- Data for the task -
-- Opening Marker --
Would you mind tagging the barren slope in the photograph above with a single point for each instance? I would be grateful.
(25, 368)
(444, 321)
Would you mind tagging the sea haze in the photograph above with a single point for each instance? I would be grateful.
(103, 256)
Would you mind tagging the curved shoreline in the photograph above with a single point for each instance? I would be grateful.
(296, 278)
-- Closing Marker --
-- Opening Marker --
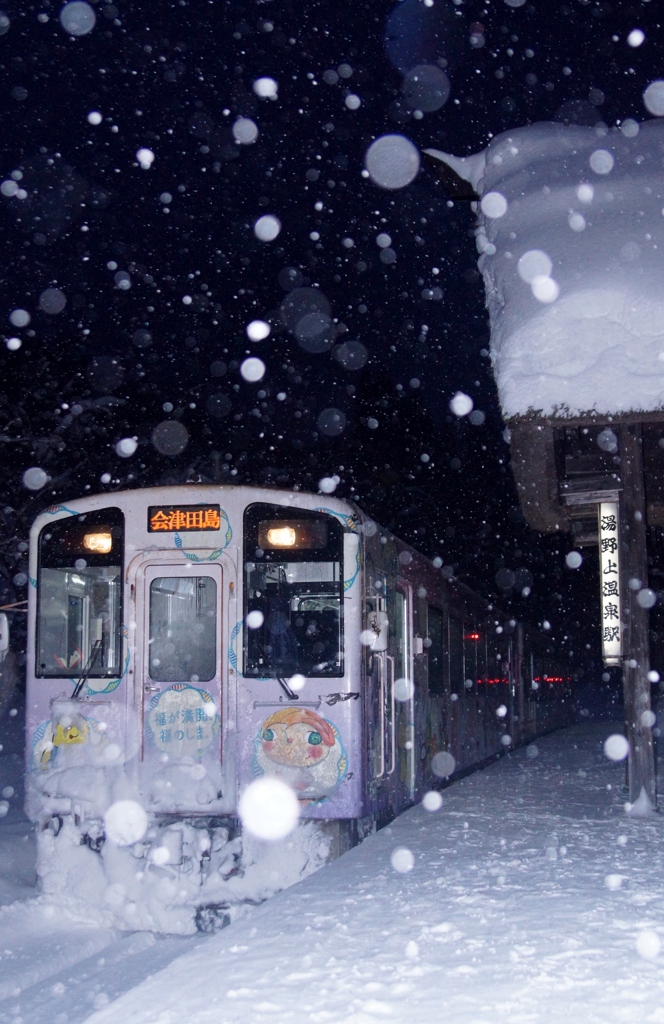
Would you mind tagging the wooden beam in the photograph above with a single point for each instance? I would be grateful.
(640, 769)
-- Closing Marker --
-- Opening Marker --
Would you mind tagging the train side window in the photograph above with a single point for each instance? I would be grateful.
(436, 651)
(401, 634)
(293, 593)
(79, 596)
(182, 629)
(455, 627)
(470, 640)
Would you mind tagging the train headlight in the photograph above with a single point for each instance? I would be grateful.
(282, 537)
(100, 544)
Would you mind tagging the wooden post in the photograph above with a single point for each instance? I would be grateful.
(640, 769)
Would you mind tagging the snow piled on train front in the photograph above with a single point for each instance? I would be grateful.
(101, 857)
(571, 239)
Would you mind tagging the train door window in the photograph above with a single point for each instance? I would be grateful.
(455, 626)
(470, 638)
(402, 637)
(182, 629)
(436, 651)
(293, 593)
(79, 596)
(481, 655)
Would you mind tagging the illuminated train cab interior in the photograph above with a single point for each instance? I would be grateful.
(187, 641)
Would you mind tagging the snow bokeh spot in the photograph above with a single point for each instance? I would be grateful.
-- Closing Marker --
- Task requirements -
Using the data above, transcribe the lines that run from the line with "Would you mind tagging the train side" to the line with "Would you mind tagging the snow bokeh", both ends kept, and output nothing else.

- Exercise answer -
Would you mind tagging the train side window in the photograph above with a single point for each instance? I would be grateful.
(436, 651)
(401, 634)
(293, 593)
(79, 596)
(182, 629)
(455, 627)
(470, 640)
Would you mind tagging the train headlight in the photograph above with a single point for each instance? I would be grateful.
(282, 537)
(100, 544)
Would you mind tagging the wooden post in the photograph above with a single point for each instance? I would be grateful.
(640, 769)
Would you mind tagging the snow piled on train front in the photograph above with a single point for each instance? I would be grateful.
(101, 857)
(571, 239)
Would you mind tagging the train door window in the photograph above with a single point for each instance? I would be grateful.
(455, 626)
(470, 638)
(402, 637)
(182, 629)
(436, 651)
(293, 593)
(79, 596)
(481, 655)
Would you mind tagging the illuminated train cab interior in the photograph above with a single point for each instance? I would be grateful.
(187, 641)
Would you mind tagging the snow bokeh spot in the photograph above with a single point for each instance? I would be grateful.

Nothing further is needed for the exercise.